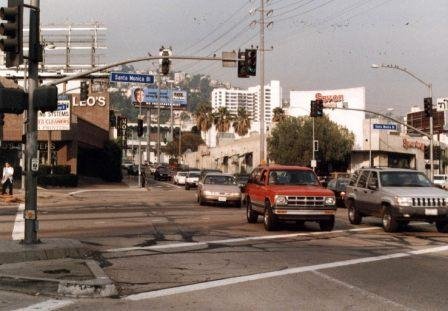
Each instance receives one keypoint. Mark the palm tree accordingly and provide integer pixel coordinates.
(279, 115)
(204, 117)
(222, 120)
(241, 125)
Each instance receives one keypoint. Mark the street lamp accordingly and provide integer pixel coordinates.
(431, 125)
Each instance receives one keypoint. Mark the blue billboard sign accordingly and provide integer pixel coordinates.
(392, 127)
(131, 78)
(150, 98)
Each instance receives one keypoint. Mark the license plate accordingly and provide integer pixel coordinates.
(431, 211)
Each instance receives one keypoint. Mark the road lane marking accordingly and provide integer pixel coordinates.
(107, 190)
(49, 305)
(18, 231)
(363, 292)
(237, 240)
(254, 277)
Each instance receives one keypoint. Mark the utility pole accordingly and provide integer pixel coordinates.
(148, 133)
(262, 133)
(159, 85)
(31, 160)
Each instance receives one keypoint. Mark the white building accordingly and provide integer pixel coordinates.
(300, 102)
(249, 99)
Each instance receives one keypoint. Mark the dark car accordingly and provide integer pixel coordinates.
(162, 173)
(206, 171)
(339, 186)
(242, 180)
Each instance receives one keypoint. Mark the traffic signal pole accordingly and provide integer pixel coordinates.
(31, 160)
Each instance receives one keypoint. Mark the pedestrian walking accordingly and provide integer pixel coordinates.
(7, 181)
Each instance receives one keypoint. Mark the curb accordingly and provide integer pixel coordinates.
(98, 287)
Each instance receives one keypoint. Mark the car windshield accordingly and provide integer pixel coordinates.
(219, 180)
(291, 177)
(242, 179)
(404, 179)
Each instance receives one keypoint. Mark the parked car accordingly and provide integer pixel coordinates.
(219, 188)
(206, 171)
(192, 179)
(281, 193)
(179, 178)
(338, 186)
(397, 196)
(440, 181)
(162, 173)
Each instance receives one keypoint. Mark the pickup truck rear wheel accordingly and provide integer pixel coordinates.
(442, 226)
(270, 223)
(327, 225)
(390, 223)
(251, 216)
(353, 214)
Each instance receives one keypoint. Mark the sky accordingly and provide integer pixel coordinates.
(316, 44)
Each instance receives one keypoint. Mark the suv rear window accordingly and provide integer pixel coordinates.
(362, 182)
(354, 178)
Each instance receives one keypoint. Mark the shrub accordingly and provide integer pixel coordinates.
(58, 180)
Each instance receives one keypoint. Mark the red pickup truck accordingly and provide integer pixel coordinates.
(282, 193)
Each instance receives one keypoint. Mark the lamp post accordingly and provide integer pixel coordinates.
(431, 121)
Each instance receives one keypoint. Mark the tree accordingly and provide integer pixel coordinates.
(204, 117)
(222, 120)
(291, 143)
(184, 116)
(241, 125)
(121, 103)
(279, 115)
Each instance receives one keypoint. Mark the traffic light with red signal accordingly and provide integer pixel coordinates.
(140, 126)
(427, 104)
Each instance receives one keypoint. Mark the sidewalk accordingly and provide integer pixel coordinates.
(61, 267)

---

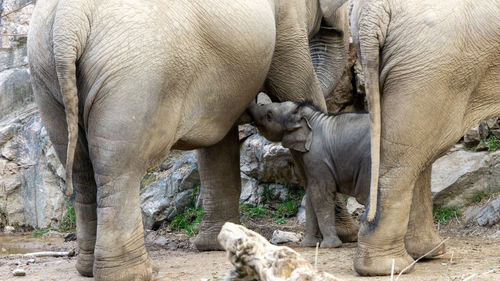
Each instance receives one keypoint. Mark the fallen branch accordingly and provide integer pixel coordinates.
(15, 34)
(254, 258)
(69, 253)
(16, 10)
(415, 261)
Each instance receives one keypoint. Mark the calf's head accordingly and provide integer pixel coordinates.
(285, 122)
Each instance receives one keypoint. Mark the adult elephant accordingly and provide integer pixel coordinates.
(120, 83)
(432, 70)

==

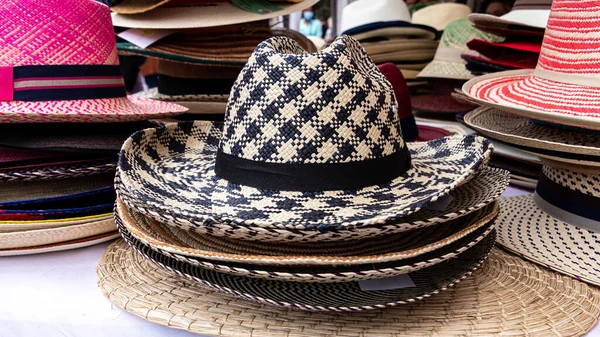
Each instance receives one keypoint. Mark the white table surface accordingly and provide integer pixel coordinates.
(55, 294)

TASK BRIEF>
Can you find every line in the data that contains the word "pole" and copy each of those lines?

EXERCISE RESPONSE>
Each instance receives one keypoint. Mark the utility pole accordingly and provide integer pixel coordinates.
Each instance receives one keypoint. Mark the traffic signal pole accordingly and provide integer pixel coordinates.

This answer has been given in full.